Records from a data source
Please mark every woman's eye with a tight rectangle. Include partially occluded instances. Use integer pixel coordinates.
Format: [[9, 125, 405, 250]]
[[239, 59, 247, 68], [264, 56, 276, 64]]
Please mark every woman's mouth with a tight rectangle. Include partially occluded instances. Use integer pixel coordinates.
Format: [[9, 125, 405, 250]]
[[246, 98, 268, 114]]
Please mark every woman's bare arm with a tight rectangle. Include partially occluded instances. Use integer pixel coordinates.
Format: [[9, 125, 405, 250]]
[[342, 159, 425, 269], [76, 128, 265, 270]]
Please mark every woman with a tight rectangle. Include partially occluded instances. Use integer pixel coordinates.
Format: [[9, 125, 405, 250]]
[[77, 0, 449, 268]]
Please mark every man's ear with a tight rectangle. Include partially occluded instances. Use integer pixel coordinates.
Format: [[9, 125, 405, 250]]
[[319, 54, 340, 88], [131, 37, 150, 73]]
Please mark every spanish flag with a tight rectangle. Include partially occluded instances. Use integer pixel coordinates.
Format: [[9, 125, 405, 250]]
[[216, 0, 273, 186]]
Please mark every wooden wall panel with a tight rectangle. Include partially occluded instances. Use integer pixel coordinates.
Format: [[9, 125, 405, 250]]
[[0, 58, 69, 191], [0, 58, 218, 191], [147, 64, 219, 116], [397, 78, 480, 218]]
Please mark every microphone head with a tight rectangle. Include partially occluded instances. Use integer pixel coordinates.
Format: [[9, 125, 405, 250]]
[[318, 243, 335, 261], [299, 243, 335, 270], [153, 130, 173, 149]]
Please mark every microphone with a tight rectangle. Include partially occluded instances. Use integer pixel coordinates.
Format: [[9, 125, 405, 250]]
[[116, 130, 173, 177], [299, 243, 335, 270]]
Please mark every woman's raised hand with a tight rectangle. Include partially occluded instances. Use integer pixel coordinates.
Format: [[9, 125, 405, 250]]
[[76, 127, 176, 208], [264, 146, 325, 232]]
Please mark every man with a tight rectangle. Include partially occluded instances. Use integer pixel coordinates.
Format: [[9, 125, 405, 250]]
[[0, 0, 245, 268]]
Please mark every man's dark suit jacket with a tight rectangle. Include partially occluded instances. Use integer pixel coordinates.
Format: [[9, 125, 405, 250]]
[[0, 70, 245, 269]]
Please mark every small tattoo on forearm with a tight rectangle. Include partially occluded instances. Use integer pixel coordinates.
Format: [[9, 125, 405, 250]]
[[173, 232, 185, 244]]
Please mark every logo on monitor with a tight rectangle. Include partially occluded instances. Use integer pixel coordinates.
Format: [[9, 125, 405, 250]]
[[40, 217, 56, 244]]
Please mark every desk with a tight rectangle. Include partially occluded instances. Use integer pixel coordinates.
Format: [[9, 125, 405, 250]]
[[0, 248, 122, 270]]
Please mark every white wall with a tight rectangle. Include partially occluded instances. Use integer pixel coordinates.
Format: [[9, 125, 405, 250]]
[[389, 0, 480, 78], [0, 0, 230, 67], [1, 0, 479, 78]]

Brief
Each line above that includes the word "microphone" is to be copied.

Worked solution
Please mark every microphone head with a tight rectangle. Include partially occluded instances. Use integer pixel coordinates.
Please mark every microphone with a tight rectangle. Include partially occluded instances. Use integer pixel coordinates.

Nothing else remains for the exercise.